- _Problems to solve_:
**1)** Transcribe everything in the tightrope excerpt from "This Week's Reading" down to "TOPIC: Eggs My Way (comments by Mark R. Leeper)".
**2)** According to the tightrope excerpt, what must you not do when walking a tightrope?

- _Source excerpt_:
━━━━━━━━━━

Eggs My Way (comments by Mark R. Leeper)

Day of the Animals Redux (comments by Evelyn C. Leeper)

This Week's Reading (Retro Hugo Award novel finalists)

(book comments by Evelyn C. Leeper)



===================================================================



TOPIC: Eggs My Way (comments by Mark R. Leeper)



It is desperately important when you are walking a tightrope that

you do not look down.  You put one foot in front of the other and

you keep walking.  You restrict your reality to just you and the

tightrope.  If your reality includes the ground beneath you, just

the knowledge that it is there can defeat you.  I had this morning

one of those disastrous experiences.  I looked at the ground--well,

not literally.  I am speaking figuratively.  Every day I walk

various figurative tightropes in which it is imperative that I do

not look at the symbolic ground or I might fall on my metaphorical

face.

━━━━━━━━━━

- _Supplied data_:
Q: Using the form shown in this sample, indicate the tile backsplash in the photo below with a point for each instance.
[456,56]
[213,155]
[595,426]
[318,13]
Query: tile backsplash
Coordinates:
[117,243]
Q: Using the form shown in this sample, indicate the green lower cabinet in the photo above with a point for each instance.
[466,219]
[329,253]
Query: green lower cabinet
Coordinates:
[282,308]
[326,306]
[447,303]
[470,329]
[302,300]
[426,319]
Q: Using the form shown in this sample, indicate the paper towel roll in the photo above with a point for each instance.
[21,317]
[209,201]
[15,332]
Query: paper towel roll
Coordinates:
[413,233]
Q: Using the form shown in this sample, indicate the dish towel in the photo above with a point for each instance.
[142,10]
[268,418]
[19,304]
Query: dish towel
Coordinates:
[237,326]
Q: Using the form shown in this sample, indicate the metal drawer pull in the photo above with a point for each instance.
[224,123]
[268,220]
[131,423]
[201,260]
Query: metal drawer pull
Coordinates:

━━━━━━━━━━

- _Task-by-task outputs_:
**1)**
This Week's Reading (Retro Hugo Award novel finalists)

(book comments by Evelyn C. Leeper)



===================================================================



TOPIC: Eggs My Way (comments by Mark R. Leeper)

**2)** You must not look down.